═══ MATERIAL PROVIDED ═══

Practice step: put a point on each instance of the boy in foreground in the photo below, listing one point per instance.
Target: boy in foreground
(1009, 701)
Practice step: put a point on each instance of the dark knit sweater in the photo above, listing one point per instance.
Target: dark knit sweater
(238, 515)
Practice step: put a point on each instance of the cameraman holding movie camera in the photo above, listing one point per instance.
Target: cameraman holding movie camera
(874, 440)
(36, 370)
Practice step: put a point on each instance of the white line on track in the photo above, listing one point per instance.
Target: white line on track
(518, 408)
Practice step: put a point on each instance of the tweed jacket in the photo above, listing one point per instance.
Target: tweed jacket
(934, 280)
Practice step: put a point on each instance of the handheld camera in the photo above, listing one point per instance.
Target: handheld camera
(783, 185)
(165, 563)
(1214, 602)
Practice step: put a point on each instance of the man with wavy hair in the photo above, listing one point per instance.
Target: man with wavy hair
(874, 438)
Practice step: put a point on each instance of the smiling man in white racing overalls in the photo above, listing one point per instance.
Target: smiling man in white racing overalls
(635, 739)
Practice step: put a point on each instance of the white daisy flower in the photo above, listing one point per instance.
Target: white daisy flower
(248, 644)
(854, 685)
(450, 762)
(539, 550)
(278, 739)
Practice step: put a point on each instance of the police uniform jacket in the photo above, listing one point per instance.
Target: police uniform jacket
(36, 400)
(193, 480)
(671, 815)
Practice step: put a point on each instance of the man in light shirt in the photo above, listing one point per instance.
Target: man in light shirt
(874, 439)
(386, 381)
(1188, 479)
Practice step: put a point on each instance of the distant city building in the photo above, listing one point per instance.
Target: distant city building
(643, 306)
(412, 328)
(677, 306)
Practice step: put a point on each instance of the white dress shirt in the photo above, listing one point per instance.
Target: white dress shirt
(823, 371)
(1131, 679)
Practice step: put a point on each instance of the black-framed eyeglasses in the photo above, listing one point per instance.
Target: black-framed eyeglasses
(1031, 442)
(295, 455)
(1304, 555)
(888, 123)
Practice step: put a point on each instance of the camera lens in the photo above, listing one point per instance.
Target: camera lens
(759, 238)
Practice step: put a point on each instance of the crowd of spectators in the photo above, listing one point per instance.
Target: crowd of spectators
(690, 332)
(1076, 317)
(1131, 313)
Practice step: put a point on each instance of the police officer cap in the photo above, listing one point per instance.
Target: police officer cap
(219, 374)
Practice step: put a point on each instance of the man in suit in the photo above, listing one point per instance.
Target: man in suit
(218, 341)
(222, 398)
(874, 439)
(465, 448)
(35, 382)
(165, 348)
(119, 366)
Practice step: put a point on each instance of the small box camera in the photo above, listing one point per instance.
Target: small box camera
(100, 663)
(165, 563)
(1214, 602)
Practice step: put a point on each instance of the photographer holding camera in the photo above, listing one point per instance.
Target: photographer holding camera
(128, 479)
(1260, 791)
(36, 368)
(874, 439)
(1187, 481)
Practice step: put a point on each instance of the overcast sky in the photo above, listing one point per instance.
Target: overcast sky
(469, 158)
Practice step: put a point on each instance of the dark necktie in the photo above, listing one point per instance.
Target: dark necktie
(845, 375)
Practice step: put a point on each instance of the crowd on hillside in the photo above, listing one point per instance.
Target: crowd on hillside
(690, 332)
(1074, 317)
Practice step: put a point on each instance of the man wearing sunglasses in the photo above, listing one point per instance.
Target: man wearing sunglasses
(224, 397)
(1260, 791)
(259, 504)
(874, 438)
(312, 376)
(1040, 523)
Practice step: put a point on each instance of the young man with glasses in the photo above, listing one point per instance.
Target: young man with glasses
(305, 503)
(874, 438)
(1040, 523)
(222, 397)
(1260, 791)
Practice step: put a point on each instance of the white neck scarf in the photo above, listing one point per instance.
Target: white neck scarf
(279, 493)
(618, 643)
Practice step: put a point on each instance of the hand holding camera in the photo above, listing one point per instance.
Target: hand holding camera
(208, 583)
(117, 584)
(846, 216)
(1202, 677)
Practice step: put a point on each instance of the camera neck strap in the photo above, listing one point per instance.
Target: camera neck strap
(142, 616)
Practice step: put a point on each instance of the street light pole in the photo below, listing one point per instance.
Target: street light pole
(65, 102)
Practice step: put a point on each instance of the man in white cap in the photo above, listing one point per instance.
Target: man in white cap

═══

### TASK PROMPT
From the entries above, write out only the lines starting at the line that holds "the hand holding" and ending at the line that holds "the camera neck", keeping both and matching them exactly.

### WRITTEN SOLUTION
Practice step: put a point on each instance of the hand holding camera in the photo above, listing one point per instance.
Target: hand holding camera
(208, 583)
(117, 584)
(846, 216)
(1202, 677)
Practice step: put a point on each instance of the camera neck strap in the photo above, listing one point per instance.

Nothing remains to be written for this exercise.